> _TRY IT_
From the line containing "Check that every instance of the raised" down to the final line of the entries below, restate each line word for word and add nothing.

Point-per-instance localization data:
--

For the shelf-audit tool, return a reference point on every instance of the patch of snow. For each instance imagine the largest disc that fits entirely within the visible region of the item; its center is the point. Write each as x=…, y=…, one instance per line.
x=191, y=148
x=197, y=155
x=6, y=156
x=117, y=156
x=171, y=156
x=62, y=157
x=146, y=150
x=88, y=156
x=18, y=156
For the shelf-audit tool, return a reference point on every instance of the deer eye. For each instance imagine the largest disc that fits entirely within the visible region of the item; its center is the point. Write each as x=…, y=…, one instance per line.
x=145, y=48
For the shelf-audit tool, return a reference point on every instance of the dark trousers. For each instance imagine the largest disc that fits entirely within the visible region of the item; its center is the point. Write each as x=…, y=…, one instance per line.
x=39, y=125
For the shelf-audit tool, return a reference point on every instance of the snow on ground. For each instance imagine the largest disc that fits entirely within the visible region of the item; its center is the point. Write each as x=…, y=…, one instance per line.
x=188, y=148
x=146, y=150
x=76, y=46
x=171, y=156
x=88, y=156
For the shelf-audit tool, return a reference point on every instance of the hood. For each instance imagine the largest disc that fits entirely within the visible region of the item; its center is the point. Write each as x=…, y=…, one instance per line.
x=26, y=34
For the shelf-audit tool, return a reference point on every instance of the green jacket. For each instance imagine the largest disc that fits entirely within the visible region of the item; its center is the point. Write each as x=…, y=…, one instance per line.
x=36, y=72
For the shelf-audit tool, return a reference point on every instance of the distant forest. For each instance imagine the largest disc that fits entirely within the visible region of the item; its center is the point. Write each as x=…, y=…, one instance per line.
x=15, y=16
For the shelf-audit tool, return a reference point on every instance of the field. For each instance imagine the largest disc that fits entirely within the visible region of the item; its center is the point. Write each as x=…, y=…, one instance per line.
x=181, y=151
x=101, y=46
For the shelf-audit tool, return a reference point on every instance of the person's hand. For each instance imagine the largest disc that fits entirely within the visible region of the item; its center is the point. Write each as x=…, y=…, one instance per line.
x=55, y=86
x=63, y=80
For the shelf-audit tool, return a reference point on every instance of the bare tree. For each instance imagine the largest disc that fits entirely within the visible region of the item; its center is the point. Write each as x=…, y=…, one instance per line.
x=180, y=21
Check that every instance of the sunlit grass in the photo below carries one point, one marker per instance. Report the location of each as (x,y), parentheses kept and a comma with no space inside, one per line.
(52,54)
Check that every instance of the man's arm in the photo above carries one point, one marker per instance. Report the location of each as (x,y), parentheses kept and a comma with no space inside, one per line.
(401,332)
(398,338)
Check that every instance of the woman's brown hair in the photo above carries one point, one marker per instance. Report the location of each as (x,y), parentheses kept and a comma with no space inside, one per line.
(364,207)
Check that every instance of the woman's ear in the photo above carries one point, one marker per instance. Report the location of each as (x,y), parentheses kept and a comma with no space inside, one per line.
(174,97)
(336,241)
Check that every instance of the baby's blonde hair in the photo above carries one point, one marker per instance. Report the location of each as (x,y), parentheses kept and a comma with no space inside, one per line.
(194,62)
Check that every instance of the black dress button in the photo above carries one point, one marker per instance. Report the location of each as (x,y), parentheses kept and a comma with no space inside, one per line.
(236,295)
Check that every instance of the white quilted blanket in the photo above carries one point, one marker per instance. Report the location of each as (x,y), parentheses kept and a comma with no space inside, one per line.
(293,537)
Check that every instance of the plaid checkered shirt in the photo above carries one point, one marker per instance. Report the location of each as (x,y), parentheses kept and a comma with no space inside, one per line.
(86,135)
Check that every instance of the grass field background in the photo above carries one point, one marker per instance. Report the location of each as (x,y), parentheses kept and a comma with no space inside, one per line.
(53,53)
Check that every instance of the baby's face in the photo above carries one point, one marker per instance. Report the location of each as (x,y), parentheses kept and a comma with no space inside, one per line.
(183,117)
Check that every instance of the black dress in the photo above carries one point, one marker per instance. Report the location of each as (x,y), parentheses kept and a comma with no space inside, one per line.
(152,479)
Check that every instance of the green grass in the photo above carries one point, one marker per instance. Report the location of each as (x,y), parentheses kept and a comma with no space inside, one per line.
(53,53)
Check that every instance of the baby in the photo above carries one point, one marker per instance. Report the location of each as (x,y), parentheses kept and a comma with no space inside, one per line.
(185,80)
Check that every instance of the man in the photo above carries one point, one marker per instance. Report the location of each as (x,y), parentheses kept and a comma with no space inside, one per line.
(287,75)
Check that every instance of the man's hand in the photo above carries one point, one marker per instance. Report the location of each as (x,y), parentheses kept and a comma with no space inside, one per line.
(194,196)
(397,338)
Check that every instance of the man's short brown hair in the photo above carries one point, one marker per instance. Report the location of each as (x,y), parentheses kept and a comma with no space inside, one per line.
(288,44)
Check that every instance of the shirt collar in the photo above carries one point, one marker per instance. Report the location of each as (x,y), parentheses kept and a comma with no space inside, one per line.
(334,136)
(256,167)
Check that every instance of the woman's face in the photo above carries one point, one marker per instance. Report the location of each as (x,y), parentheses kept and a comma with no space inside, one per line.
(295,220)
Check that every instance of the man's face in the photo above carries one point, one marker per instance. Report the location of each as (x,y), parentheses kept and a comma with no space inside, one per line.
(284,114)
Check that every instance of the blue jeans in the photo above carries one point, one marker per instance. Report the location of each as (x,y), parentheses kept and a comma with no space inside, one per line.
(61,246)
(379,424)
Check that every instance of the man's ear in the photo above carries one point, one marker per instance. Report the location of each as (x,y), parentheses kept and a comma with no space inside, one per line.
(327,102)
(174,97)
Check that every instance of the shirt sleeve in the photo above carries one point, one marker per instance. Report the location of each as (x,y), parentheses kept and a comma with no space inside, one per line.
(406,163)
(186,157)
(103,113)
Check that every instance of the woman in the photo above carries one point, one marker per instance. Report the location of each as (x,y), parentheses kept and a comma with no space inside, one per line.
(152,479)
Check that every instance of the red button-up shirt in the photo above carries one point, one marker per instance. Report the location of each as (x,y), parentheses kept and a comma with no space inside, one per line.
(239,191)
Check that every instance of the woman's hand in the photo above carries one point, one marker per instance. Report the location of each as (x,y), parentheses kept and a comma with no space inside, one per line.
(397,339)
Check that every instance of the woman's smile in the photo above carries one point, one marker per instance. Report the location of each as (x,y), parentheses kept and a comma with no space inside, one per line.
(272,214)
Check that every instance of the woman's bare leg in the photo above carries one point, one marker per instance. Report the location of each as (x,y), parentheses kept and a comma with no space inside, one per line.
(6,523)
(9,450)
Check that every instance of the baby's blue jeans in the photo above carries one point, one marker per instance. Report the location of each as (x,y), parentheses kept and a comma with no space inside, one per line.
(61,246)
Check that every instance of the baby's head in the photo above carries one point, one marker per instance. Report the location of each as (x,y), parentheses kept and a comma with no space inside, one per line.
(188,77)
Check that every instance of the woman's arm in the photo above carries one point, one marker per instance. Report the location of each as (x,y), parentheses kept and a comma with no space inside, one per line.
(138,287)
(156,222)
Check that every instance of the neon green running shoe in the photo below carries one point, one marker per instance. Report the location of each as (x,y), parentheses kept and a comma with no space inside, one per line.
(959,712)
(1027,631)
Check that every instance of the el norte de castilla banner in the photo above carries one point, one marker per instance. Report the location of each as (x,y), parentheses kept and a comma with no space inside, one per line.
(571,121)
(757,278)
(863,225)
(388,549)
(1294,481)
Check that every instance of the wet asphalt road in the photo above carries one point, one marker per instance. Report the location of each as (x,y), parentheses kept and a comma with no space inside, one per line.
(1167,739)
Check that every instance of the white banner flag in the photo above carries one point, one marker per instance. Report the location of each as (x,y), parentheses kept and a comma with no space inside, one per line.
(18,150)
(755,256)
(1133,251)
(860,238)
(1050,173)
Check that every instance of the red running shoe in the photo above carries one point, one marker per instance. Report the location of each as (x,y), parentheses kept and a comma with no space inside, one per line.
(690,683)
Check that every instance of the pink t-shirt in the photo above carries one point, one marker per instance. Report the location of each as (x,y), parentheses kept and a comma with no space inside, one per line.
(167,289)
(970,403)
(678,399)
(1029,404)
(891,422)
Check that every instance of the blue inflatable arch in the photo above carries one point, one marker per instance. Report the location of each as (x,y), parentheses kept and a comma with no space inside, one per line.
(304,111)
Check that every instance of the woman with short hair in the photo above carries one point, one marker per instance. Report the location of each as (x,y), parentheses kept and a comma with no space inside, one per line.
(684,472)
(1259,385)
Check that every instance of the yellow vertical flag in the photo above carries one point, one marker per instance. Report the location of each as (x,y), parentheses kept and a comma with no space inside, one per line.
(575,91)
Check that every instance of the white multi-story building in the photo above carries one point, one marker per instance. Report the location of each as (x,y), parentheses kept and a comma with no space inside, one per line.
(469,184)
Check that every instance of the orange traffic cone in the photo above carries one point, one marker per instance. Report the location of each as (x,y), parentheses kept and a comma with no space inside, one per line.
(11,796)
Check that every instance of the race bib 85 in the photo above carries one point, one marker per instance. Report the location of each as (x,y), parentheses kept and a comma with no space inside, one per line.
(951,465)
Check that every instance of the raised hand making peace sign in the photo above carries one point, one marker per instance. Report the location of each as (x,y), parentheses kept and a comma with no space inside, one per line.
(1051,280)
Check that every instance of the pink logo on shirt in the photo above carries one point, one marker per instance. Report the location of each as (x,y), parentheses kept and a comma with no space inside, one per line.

--

> _TASK OUTPUT_
Check that every instance of the raised hand making peace sign in the photo above carries one point, one marker per instance. Report the location of each as (x,y), parentheses kept and a comma with no space inside, one per line.
(1051,280)
Check that every instance of the pink logo on shirt in the photo above carries one point, one marker per instance. Report the location of each as (x,y), parentheses kept and a comma with no space inside, one per line.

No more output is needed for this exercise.